TEXT SEGMENT:
═══

FORM OF CONTINGENT VALUE RIGHTS AGREEMENT

 

This CONTINGENT VALUE RIGHTS AGREEMENT (this “Agreement”), dated as of [          ], 2013, is by and among Gramercy Property Trust Inc., a Maryland corporation (the “Company”), and the investor set forth on the signature page hereto (the “Investor”).

 

WHEREAS, in connection with the issuance by the Company of [   ] shares of the Company’s Common Stock, par value $0.001 per share (the “Common Stock”) on the date hereof to the Investor pursuant to that certain Common Stock Purchase Agreement, dated as of October 4, 2013 (the “Stock Purchase Agreement”), by and among the Company and the investors party thereto, the Company is obligated to issue to the Investor the Contingent Value Rights (as defined below).

 

NOW, THEREFORE, in consideration of the mutual covenants and undertakings contained herein and for good and valuable consideration, the receipt and sufficiency of which are hereby acknowledged, the parties hereto hereby agree as follows:

 

1)Definitions. Capitalized terms used but not defined in this Agreement shall have the respective meanings assigned thereto in the Stock Purchase Agreement. In addition to the terms defined in the Stock Purchase Agreement or elsewhere in this Agreement, the following terms have the meanings indicated:

 

Contingent Value Rights” means the contingent value rights, in the amount set forth on the Investor’s signature page hereto, issued to the Investor subject to the terms and conditions contained herein (as may be adjusted in accordance with Section 2(d)).

═══

STORED RECORDS:

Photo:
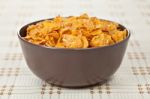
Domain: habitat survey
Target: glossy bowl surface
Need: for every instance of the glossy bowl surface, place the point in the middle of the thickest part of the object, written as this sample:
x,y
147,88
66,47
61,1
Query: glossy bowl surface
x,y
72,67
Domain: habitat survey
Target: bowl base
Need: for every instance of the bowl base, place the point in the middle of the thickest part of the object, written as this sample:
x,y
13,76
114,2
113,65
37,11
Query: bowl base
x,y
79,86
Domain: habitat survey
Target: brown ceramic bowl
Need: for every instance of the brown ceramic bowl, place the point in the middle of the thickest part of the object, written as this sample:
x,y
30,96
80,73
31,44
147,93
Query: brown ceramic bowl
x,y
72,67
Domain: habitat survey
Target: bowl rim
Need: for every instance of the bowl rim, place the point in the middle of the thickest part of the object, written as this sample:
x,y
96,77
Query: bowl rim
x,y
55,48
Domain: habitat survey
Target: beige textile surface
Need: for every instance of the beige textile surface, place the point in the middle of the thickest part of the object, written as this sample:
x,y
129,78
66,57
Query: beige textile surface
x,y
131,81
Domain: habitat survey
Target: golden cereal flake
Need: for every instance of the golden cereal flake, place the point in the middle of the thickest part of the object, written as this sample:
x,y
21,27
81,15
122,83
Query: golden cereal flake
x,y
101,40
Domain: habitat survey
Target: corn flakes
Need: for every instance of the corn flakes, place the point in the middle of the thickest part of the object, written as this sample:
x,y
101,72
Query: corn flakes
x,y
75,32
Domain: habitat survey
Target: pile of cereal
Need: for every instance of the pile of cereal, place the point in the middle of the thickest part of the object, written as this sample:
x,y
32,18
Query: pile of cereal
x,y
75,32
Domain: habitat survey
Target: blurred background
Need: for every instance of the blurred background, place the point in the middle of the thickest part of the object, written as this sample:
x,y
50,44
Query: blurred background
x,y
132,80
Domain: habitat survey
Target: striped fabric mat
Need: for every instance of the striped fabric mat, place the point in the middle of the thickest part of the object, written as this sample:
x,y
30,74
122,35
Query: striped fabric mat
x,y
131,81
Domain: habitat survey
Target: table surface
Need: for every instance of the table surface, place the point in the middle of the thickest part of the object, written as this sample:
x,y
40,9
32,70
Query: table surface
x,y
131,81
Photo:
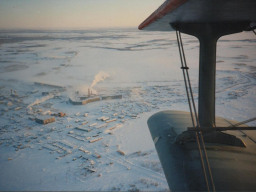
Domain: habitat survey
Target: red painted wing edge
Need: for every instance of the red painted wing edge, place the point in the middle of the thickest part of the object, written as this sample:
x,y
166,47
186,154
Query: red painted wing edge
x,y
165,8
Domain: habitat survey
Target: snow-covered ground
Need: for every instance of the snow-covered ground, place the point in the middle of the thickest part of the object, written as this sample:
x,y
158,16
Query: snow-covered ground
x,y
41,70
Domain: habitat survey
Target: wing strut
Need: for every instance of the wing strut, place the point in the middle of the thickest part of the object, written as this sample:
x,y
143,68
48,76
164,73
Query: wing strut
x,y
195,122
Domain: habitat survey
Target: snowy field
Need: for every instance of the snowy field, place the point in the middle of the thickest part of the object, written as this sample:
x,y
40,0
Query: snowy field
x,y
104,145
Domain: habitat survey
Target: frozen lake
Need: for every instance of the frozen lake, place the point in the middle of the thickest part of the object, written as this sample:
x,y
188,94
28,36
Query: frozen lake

═══

INSTRUCTIONS TO FOLLOW:
For each statement, say whether it agrees with the agreement text. Answer yes or no, and quote the deciding words from the text.
(a) The Company is a Maryland corporation.
(b) The Stock Purchase Agreement is dated October 4, 2013.
(c) The Common Stock has a par value of $0.01 per share.
Work only from the agreement text.

ANSWER BELOW:
(a) Yes: "Gramercy Property Trust Inc., a Maryland corporation"
(b) Yes: "dated as of October 4, 2013"
(c) No: "par value $0.001 per share"